### Selected passage ###

In 2008 the financial crisis was triggered by consumers binging on subprime mortgages, today corporations are binging on the cheap debt fed to them through a decade of historically low-interest rates.  The Washington Post cites that corporate debt in the USA is approaching $10 Trillion or 47% of the economy.  Alarm bells are ringing at the IMF, Federal Reserve, and financial institutions, but there is no slowing this debt train.  In September, US corporations sold another $200 billion in new bonds, a monthly figure not seen in more than two years.

Quality is bond one.  $4 trillion of these bonds, including $2.5 trillion, are labeled ‘BBB’ by S&P, which sit only one to three notches above junk debt.  How many of the companies that issued these bonds would have failed if they couldn’t drink from this near ‘free’ money well?  

In the last five years, $3 trillion in bonds funded stock buybacks — balance sheet engineering versus reengineering the company to be more competitive.

Is corporate debt the next bubble to be popped?  Unlike the subprime mortgage crisis, banks aren’t leading the parade into lower-grade corporate debt.  The Pied pipers are primarily insurance companies, private equity firms, and hedge funds. That helps as the economy depends on healthy banks.

What matters is the growth of the American economy.  If it continues to perform, then the US. Corporations are in a better position to service this debt.

### Provided records ###

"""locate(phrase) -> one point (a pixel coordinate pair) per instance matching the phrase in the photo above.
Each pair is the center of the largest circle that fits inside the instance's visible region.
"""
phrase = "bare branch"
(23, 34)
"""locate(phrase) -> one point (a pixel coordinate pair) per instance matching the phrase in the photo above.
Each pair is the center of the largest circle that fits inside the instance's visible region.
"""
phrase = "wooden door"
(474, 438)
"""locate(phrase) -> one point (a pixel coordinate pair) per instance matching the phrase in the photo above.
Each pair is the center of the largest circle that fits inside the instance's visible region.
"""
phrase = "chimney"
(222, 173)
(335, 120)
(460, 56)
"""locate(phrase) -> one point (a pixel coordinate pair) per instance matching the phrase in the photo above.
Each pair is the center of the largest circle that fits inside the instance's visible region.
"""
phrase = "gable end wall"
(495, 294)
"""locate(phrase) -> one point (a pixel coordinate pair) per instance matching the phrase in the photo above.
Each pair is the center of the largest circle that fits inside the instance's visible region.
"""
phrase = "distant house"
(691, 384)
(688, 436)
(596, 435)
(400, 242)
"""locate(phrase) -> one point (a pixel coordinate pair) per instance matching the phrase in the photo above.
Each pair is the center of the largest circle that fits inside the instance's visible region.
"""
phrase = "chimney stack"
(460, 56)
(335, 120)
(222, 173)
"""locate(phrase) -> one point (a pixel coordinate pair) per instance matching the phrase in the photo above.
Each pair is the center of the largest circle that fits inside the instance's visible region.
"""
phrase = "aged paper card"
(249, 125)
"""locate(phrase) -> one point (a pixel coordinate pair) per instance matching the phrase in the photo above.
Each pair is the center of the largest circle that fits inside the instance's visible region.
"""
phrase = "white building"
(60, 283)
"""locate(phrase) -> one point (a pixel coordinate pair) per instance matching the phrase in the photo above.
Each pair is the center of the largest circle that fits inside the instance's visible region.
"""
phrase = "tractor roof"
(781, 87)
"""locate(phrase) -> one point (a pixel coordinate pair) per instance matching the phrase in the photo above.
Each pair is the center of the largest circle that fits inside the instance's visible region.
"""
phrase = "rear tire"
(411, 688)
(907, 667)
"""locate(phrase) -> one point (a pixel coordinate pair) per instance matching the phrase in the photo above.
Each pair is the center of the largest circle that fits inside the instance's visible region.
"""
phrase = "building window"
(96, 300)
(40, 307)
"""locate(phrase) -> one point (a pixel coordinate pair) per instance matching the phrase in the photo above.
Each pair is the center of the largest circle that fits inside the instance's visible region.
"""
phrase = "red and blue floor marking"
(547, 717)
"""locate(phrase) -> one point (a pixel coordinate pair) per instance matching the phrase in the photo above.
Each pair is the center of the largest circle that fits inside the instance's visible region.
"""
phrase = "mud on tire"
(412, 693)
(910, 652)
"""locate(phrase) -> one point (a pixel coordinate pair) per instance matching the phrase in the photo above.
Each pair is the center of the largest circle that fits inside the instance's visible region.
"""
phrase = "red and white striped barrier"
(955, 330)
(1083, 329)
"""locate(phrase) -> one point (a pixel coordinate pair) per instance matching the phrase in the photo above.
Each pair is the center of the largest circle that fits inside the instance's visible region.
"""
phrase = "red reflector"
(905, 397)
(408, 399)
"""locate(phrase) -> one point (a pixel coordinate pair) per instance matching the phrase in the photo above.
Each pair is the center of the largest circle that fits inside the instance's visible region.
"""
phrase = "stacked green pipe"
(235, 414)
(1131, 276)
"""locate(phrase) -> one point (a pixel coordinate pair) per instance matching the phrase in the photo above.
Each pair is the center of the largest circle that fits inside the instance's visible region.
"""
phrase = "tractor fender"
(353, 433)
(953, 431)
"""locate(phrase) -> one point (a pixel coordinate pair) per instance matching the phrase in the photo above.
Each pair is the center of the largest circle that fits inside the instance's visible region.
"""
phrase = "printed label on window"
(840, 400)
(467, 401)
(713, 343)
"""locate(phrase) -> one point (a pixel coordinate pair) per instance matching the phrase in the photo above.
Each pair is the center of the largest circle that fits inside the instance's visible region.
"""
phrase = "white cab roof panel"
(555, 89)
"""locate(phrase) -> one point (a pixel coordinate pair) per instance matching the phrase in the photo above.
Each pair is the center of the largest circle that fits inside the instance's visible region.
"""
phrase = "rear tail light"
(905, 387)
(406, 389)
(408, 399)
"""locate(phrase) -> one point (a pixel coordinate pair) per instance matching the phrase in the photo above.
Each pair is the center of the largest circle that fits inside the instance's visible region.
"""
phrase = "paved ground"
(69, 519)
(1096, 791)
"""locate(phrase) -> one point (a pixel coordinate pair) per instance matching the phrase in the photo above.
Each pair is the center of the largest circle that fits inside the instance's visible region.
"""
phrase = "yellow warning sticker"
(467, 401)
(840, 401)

###

Objectives:
1. Find every line in the rows above that contains the string "rear", and copy each such line in full.
2. Continue the passage on U.S. corporate debt, picking up after its final sentence.

Answers for the exercise:
1.
phrase = "rear tire"
phrase = "rear tail light"

2.
If the economy falters, the weakest link in the corporate debt chain, the BBB bonds could be downgraded to junk.  Most Pension funds and mutual funds would have to quickly unload any part of their portfolio that is junk status. Quickly unload is never an affirmative action when it comes to investments.  More importantly, the companies that borrowed like zombies will have to pay higher borrowing costs. When that happens, it will be the equivalent of ripping a band-aid off only to discover a festering wound lies beneath.  Many of those wounds will be life-threatening to those corporations.

What matters most to you?

As Benjamin Franklin said: “An investment in knowledge pays the best interest.”

My belief:

  • Knowledge is your power.  Do your homework versus tip your portfolio to tips.
  • Nothing is free, especially debt.
  • The weakest links are often the shiniest but the easiest to break.
  • Retire with dignity.  Spend less today and save more for the future.
  • The Turtle will win the race.  Diversify and invest for singles versus swing for the fences. 
  • Risk in everything.  Climate change, trade wars, the aging population, AI, and automation have a level of volatility that is impossible to factor in.

So be prepared for this certainty.  Markets will go up and down.